Pasaje suministrado.

::::

Hace a la historia del cristianismo su polémica interna entre
la escatología revolucionaria y el conservadurismo más ritualizado.
Los intelectuales, en su sentido fundamental como productores
y difusores de opiniones e ideologías, si en los momentos
clásicos de presunto equilibrio trazan un espectro de matices,
en las etapas difíciles se polarizan de manera exasperada: profetas
y clérigos se encaraban bíblicamente cuando predominaban
las pestes, los derrumbes, las conquistas o las humillaciones; Erasmo
vacilaba ante la etapa más heterodoxa del Lutero que denunciaba
las miserias de Roma; y apocalípticos e integrados
han sido las categorías que, hace algunos años, se propusieron
para reseñar los núcleos antagónicos que distancian
y diferencian a los intelectuales en las coyunturas más graves.
Si las crisis devoran lo decorativo, los centrismos y exasperan
lo esencial, en la Argentina sobre el 1900 no sólo
liquidaron las etiquetas o comanditas entre compadres como Roca y Pellegrini,
sino que prenunciaron el agotamiento del monopolio del poder intelectual
por parte de la élite liberal victoriana.

::::

Continúa el texto sobre los intelectuales en épocas de crisis a partir de su última oración. El listado no interviene en esta tarea.

Material proporcionado.
::::

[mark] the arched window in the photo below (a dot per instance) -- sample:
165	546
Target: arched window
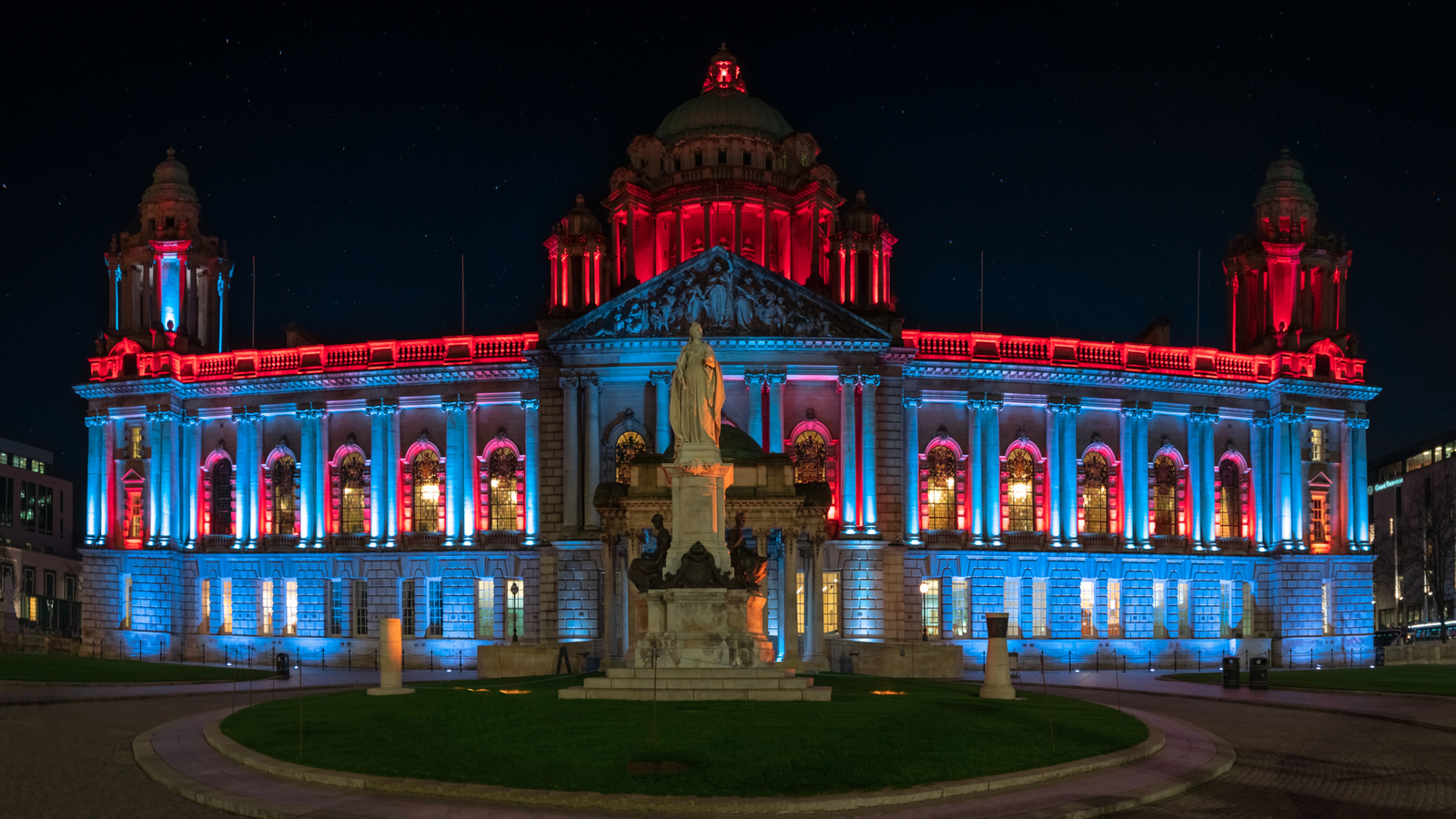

::::

Resultado.
En estos días, el diario argentino paradigmáticamente
conservador consultó a los intelectuales de la casa
para que opinaran sobre la crisis actual. Fueron ocho los que respondieron:
Valiente Noailles, lúgubre y sentimental, se refiere a la
morfina del crédito; Natalio Botana, objetivamente epigramático,
exhorta al esfuerzo y la disciplina; el sacerdote Rafael Brun
económico catedrático entre Puerto Madero y la Catedral
repite a La Nación que enérgicamente editorializó
manos a la obra; María Elena Walsh apela al laconismo
confesando, fatigada, que esto ya me superó; Beatriz
Sarlo, aún más abrumada, disuelve su criticismo tan personal
generalizando, lapidariamente, estoy como todo el mundo; en
cuanto al filósofo Kovadloff lamenta, suntuoso, la tardanza en
la franqueza del gobierno; el epistemólogo Klimovsky, sabiamente
distraído, apela al New Deal de Theodore Roosevelt,
y Sebreli, más osado, se apena por el ajuste a jubilados
y empleados de escasos recursos advirtiendo, entre comas, que es
insuficiente.
Son ocho voces distintas y un solo Dios verdadero.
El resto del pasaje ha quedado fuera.